PROBLEM TO WORK ON
In the material below, the lines from the one containing "Query: person in blue jacket" through the one containing "jacket collar, newline-separated" are to be given again exactly, ends included, and no others.

AVAILABLE RECORDS

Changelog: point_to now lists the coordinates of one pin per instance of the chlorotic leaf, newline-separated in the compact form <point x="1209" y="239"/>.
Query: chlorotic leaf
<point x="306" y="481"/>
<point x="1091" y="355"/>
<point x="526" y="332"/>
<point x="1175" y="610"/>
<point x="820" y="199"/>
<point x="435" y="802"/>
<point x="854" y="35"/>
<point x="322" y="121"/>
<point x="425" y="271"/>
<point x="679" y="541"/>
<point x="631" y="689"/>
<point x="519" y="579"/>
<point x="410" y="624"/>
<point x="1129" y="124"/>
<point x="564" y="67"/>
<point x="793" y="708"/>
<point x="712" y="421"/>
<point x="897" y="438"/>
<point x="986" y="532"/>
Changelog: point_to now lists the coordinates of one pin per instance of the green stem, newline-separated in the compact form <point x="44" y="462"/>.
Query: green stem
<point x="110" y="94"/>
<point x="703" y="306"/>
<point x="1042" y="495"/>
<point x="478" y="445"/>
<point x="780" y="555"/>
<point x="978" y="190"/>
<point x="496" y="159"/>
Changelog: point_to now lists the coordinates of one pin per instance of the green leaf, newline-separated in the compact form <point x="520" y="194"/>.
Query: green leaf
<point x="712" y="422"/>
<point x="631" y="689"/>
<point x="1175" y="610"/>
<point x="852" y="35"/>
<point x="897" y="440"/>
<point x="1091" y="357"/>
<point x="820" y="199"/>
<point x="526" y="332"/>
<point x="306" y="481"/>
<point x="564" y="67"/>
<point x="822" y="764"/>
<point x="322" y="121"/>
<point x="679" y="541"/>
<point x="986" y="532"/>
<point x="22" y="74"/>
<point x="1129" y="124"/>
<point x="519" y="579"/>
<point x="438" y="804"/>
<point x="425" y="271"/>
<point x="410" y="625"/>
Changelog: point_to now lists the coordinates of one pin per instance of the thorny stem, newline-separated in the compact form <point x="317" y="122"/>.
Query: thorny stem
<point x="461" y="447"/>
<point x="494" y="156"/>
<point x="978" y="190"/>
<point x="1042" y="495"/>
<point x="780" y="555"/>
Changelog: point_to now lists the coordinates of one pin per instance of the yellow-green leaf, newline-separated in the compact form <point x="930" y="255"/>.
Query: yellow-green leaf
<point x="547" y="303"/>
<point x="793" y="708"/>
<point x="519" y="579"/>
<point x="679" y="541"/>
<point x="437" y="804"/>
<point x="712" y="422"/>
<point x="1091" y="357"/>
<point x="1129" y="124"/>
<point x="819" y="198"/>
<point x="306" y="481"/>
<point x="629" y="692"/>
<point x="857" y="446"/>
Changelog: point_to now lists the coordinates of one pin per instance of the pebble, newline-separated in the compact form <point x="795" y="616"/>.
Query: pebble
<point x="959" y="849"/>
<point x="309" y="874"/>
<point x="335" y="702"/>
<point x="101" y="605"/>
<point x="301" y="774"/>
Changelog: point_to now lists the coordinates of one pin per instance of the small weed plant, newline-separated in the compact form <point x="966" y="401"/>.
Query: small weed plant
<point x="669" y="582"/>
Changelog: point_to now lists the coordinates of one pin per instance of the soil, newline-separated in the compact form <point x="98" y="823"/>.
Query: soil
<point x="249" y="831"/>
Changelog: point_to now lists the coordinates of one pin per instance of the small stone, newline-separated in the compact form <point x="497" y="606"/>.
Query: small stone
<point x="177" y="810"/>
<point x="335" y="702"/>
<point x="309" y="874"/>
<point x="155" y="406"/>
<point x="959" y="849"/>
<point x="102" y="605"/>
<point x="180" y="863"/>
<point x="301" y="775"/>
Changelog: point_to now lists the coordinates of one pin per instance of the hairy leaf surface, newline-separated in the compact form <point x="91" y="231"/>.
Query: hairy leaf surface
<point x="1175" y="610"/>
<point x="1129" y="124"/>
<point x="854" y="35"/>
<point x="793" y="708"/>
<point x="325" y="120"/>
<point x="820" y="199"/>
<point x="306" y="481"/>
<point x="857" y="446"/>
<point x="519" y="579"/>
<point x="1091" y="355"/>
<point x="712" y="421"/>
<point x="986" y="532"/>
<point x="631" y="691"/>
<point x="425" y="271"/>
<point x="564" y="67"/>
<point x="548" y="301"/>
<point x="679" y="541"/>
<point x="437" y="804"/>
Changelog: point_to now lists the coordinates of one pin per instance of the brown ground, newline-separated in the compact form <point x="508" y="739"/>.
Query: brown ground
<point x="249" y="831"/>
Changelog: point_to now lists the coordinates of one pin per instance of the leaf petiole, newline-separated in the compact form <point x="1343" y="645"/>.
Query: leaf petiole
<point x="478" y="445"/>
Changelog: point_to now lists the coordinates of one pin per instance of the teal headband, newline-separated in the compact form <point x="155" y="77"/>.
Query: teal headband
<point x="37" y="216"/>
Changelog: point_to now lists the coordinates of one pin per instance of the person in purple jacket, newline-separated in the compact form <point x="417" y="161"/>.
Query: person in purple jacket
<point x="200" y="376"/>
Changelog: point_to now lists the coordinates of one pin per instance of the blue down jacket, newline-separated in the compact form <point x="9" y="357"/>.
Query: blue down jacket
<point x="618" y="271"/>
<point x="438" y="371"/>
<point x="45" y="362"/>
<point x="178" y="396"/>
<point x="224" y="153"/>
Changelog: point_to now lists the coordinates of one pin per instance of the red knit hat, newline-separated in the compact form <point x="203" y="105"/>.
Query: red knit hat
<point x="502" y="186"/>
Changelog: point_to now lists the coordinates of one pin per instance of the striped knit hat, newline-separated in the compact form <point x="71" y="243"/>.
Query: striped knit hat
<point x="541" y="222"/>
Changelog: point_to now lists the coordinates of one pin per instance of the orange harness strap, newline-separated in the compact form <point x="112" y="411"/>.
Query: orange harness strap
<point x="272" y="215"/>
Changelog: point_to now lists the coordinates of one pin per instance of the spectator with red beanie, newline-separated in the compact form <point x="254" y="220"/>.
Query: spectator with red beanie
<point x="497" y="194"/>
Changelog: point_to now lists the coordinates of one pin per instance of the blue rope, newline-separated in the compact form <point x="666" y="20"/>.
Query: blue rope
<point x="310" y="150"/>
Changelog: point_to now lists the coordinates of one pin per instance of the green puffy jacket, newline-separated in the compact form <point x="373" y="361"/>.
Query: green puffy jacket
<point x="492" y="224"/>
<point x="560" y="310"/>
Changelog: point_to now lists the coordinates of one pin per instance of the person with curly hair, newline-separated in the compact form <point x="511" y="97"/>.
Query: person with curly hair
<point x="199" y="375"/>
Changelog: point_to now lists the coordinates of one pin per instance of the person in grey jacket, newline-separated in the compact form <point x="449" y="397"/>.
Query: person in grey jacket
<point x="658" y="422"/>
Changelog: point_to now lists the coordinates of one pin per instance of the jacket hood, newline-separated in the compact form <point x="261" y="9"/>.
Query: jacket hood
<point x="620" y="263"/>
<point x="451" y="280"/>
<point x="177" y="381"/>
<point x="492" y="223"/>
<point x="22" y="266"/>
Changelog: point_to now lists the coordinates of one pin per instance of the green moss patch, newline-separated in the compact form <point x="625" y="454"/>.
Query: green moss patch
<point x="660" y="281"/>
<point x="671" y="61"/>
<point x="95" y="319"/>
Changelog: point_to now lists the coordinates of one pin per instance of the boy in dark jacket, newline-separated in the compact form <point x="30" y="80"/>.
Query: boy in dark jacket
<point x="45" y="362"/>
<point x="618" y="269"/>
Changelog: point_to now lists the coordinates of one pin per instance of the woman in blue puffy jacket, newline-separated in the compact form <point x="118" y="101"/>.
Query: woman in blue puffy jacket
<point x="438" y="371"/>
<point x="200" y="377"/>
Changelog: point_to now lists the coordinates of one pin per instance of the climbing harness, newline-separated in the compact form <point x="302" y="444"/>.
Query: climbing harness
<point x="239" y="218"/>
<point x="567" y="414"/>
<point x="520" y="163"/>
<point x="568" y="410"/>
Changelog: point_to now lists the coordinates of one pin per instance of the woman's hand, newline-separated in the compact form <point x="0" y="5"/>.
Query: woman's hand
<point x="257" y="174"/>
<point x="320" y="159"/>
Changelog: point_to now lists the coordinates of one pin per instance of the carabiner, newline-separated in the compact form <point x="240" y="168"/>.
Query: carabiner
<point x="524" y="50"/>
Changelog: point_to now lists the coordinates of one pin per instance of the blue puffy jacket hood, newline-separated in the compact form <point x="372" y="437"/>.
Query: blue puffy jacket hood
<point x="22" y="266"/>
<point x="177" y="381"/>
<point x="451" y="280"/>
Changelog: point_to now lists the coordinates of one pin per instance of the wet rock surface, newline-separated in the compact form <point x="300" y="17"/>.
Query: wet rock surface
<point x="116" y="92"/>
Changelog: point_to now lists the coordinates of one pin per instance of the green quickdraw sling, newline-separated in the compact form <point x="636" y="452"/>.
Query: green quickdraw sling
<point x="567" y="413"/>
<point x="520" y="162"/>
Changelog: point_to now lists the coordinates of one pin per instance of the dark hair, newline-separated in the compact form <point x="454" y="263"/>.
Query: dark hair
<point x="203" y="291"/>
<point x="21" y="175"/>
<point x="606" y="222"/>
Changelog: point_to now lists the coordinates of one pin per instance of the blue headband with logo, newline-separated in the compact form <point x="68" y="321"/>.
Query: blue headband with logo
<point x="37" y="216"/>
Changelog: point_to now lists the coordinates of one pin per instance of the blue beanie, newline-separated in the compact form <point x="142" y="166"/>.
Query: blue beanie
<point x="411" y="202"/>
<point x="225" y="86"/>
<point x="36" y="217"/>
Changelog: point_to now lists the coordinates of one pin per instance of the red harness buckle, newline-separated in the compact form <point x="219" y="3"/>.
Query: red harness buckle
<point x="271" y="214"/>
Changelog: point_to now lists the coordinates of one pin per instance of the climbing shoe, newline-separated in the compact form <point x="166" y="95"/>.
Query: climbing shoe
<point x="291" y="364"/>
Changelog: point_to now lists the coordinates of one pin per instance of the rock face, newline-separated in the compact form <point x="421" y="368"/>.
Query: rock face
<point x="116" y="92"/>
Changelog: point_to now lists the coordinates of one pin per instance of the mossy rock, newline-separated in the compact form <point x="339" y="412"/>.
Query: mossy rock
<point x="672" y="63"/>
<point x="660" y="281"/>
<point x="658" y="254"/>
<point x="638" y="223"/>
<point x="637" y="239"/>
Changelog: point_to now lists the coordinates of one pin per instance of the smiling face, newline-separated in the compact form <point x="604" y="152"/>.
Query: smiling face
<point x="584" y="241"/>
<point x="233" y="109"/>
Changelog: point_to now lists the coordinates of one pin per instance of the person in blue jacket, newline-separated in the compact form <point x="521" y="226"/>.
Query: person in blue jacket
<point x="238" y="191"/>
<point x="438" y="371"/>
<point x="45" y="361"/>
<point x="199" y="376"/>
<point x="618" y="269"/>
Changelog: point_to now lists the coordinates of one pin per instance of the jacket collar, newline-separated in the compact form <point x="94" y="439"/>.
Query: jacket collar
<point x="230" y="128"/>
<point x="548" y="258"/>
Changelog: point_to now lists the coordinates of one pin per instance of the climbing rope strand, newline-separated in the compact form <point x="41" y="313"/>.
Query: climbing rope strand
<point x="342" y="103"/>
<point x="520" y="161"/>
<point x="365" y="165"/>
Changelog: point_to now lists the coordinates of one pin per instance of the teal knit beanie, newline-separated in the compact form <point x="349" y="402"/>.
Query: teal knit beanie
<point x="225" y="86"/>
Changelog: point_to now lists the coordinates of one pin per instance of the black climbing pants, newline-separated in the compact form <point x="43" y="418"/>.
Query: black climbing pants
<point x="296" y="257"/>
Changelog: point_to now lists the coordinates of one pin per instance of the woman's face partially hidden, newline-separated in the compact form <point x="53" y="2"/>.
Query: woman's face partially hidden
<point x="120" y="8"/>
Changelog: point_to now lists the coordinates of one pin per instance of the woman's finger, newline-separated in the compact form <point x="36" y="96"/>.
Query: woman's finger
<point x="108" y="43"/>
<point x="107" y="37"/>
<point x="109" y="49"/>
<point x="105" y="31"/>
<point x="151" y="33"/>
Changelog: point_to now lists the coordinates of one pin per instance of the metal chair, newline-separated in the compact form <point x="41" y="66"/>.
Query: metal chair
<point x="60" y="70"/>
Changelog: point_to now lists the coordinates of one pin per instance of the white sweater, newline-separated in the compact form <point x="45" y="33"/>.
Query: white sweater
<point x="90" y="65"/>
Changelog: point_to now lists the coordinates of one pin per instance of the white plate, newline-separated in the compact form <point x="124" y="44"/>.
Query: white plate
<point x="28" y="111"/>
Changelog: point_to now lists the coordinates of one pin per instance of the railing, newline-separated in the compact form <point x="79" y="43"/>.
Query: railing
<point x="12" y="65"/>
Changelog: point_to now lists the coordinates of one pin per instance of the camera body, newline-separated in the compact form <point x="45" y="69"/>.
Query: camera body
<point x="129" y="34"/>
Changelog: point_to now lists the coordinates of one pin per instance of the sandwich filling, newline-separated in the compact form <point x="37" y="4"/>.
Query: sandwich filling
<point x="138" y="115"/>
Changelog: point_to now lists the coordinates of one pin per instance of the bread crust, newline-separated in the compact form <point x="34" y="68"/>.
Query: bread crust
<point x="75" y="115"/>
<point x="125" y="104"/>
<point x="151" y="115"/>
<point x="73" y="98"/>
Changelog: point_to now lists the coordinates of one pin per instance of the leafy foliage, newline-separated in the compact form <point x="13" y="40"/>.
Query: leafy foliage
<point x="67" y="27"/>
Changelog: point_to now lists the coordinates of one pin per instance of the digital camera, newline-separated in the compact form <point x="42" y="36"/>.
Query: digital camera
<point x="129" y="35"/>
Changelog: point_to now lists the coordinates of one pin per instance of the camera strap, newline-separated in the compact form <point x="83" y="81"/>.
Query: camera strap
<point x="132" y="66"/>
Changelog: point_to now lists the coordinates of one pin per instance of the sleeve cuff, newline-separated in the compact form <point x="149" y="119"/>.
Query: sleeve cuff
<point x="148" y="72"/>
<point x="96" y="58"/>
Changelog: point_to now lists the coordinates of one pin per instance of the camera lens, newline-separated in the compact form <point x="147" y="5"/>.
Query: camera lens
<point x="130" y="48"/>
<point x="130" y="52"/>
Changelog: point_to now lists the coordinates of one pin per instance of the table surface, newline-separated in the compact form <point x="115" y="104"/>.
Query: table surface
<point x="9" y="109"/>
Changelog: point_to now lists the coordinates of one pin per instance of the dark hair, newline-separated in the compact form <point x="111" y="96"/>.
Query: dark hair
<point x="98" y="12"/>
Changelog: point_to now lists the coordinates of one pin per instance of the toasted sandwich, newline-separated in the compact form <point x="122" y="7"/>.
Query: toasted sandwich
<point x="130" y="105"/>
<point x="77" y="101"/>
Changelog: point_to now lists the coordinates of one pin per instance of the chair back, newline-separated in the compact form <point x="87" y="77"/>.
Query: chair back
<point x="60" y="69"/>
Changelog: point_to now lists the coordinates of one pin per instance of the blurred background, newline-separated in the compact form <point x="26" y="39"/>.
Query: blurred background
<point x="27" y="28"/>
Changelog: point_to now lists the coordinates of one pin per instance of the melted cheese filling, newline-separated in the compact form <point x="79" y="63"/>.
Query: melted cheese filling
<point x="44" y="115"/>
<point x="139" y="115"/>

SOLVED PROBLEM
Query: person in blue jacket
<point x="238" y="191"/>
<point x="438" y="371"/>
<point x="45" y="361"/>
<point x="199" y="376"/>
<point x="618" y="269"/>
Changelog: point_to now lists the coordinates of one pin per instance of the jacket collar, newline-separated in the compact form <point x="94" y="439"/>.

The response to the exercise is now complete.